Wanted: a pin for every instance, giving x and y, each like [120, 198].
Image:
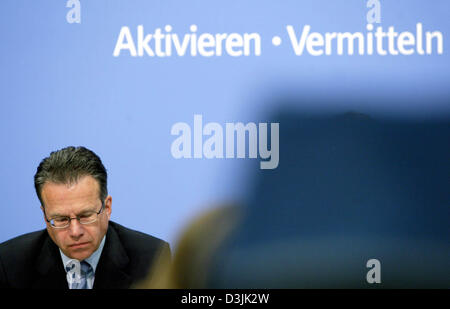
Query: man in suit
[81, 247]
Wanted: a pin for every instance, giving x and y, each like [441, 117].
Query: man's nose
[75, 228]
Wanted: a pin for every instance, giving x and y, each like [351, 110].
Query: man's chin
[78, 253]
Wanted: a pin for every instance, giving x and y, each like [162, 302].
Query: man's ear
[43, 214]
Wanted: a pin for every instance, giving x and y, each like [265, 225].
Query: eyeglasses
[62, 222]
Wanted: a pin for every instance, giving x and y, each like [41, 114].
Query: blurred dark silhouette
[348, 189]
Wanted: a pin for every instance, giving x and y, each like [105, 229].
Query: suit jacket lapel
[111, 268]
[49, 268]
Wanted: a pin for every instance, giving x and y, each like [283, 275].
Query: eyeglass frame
[70, 218]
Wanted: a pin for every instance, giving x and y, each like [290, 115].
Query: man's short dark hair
[67, 166]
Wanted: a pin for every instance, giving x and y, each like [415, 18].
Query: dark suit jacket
[33, 260]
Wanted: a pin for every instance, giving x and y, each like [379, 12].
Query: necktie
[78, 273]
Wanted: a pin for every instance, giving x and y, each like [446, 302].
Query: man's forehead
[83, 189]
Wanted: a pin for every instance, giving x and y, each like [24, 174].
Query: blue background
[60, 86]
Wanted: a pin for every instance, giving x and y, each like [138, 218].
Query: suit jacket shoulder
[127, 257]
[19, 256]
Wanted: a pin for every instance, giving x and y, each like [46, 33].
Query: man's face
[77, 241]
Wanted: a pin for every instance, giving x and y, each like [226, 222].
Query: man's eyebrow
[87, 209]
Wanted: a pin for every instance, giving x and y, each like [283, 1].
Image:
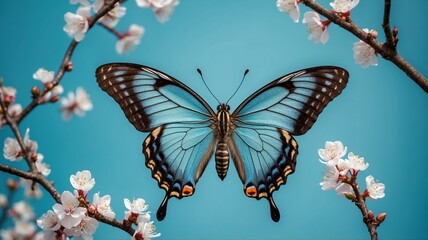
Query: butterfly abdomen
[222, 159]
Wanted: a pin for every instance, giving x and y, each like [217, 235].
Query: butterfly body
[224, 127]
[184, 132]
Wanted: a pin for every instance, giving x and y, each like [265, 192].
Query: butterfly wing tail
[176, 169]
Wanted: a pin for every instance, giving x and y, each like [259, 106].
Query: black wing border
[161, 77]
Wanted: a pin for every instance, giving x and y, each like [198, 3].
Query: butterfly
[184, 131]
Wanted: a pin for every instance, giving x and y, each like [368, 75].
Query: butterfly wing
[181, 140]
[263, 148]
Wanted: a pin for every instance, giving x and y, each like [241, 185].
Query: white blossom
[47, 77]
[291, 7]
[43, 75]
[32, 189]
[69, 212]
[41, 236]
[146, 231]
[364, 54]
[12, 150]
[8, 94]
[3, 201]
[42, 167]
[344, 6]
[24, 229]
[376, 190]
[82, 181]
[343, 189]
[112, 17]
[77, 24]
[317, 30]
[138, 206]
[88, 226]
[330, 179]
[82, 2]
[356, 163]
[163, 14]
[7, 234]
[13, 110]
[163, 9]
[130, 39]
[49, 221]
[78, 103]
[153, 3]
[102, 204]
[22, 210]
[332, 152]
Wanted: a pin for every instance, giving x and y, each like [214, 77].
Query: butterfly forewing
[263, 148]
[150, 98]
[184, 129]
[181, 140]
[294, 101]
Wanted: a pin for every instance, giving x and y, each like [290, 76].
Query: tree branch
[386, 26]
[384, 50]
[3, 217]
[112, 30]
[65, 61]
[33, 174]
[361, 204]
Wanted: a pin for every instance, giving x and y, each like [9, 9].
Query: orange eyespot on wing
[250, 191]
[187, 191]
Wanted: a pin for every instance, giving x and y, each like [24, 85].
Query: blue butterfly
[185, 131]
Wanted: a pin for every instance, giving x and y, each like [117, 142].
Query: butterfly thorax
[224, 130]
[223, 120]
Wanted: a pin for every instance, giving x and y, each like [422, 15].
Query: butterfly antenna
[243, 77]
[203, 80]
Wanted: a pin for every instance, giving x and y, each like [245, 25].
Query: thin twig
[65, 61]
[3, 217]
[385, 51]
[36, 177]
[14, 122]
[14, 126]
[386, 25]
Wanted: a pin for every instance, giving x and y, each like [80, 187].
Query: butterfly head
[223, 107]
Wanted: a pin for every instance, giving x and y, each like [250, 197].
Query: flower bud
[373, 33]
[35, 91]
[49, 85]
[92, 209]
[395, 31]
[34, 156]
[370, 215]
[68, 66]
[54, 99]
[381, 217]
[12, 184]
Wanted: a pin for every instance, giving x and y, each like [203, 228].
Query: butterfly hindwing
[266, 156]
[263, 148]
[294, 101]
[177, 154]
[150, 98]
[184, 129]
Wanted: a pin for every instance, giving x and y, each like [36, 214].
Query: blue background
[382, 114]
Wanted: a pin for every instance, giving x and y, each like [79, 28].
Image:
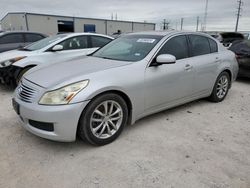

==================================================

* [INSTRUCTIONS TO FOLLOW]
The expected response is every line of the material, written out exactly, with the images removed.

* [SOLVED PROBLEM]
Wanted: a pin for every instance, giving x and y, each like [120, 198].
Image:
Query: man in suit
[81, 247]
Wanted: a pin for every instance, giving x and y, each like [441, 117].
Query: man's nose
[75, 228]
Wanted: a pin for every instance, giving x and y, each like [351, 110].
Query: man's chin
[78, 253]
Wanted: a pin for every instance, giving x and y, each like [162, 302].
Query: man's ear
[43, 214]
Wanted: a pin for every instance, giving x and y, each like [265, 225].
Query: eyeglasses
[62, 222]
Wanted: a pin for every instance, giving x and y, each like [41, 114].
Query: blurred dark silhouette
[348, 189]
Wanted: a pin for every instance, giving x and y, each like [105, 229].
Query: suit jacket lapel
[111, 268]
[49, 268]
Wanted: a pin for every instance, giving x and y, each like [283, 275].
Query: eyeglass frame
[70, 218]
Wanted: a pin for every instance, giving x and y, each like [290, 115].
Query: man's short dark hair
[67, 166]
Wanted: a pin for every instance, giving x and y, each like [415, 18].
Query: dark suit jacket
[33, 260]
Wanted: a pin for every instance, giving x and y, each like [379, 12].
Query: necktie
[78, 273]
Wanted: a pin for every instance, giving x and y, each like [446, 302].
Query: man's forehead
[83, 189]
Wanted: a pin for every instance, giving x and y, each like [24, 174].
Query: blue background
[60, 86]
Wanted: a pin for every instance, giving x and y, each like [138, 218].
Query: suit jacket shoulder
[127, 257]
[19, 256]
Wanted: a pin for every instance, giving x and y, each like [46, 33].
Query: man's face
[77, 241]
Wanted: a pin for every instance, giving x and y, each like [226, 222].
Query: man's eyebrow
[87, 209]
Wanted: a pin for every instance, giving x and y, each like [283, 1].
Image:
Query: butterfly abdomen
[222, 159]
Wanted: a pin for every instance, giving x and y, each like [217, 235].
Query: butterfly body
[224, 127]
[184, 132]
Wanted: a pin for every instance, giving x and y, each like [265, 192].
Query: butterfly wing tail
[176, 169]
Wanted: a pin for every instance, giving x and y, each like [259, 106].
Query: black wing border
[161, 77]
Wanted: a pin for every instance, giving x and y, each like [198, 3].
Query: butterfly
[184, 131]
Wanted: a pin for every instance, giving x and y, each like [368, 75].
Query: butterfly wing
[181, 140]
[263, 148]
Wanted: a pin for every instance, giving x and y, each like [241, 185].
Query: white blossom
[47, 77]
[291, 7]
[43, 75]
[32, 189]
[69, 212]
[41, 236]
[146, 231]
[364, 54]
[12, 150]
[8, 94]
[3, 201]
[42, 167]
[344, 6]
[24, 229]
[376, 190]
[82, 181]
[343, 189]
[112, 17]
[77, 24]
[317, 30]
[138, 206]
[88, 226]
[330, 179]
[82, 2]
[356, 163]
[163, 14]
[7, 234]
[13, 110]
[163, 9]
[130, 39]
[49, 221]
[78, 103]
[153, 3]
[102, 204]
[22, 210]
[332, 152]
Wanted: a pin for every instance, giving x and y, each like [214, 77].
Query: butterfly forewing
[263, 148]
[150, 98]
[184, 129]
[181, 140]
[294, 101]
Wanted: a pin for every instance, giving x and y, each like [290, 76].
Query: tree branch
[386, 26]
[384, 50]
[3, 217]
[112, 30]
[65, 61]
[33, 174]
[361, 204]
Wanted: a pin for every instance, giving x and y, each like [9, 9].
Query: orange eyespot on wing
[250, 191]
[187, 191]
Wanted: a pin for every instance, giving x and y, each like [24, 85].
Query: blue butterfly
[185, 131]
Wanted: a pin for every instance, giving x and y, each like [117, 142].
Query: butterfly thorax
[224, 130]
[223, 120]
Wanted: a pin for every instance, giving x and y, each like [422, 15].
Query: butterfly antenna
[243, 77]
[203, 80]
Wanted: a pin for every instance, giving x and y, each like [245, 25].
Query: thin twig
[65, 61]
[3, 217]
[385, 51]
[36, 177]
[14, 122]
[14, 126]
[386, 25]
Wanted: a pin for every instance, giving x and y, each like [80, 187].
Query: butterfly head
[223, 107]
Wanted: a pin for every instance, giving x and y, each like [250, 197].
Query: flower bud
[373, 33]
[35, 91]
[49, 85]
[92, 209]
[395, 31]
[34, 156]
[370, 215]
[68, 66]
[54, 99]
[381, 217]
[12, 184]
Wanted: a pin for every instance, giving x and y, each like [203, 228].
Query: butterfly hindwing
[266, 156]
[263, 148]
[294, 101]
[177, 154]
[150, 98]
[184, 129]
Wanted: a pin for every instance, giving x and y, each like [36, 214].
Query: blue background
[382, 114]
Wanted: a pin for every instance, giving x and y, each like [79, 28].
Image:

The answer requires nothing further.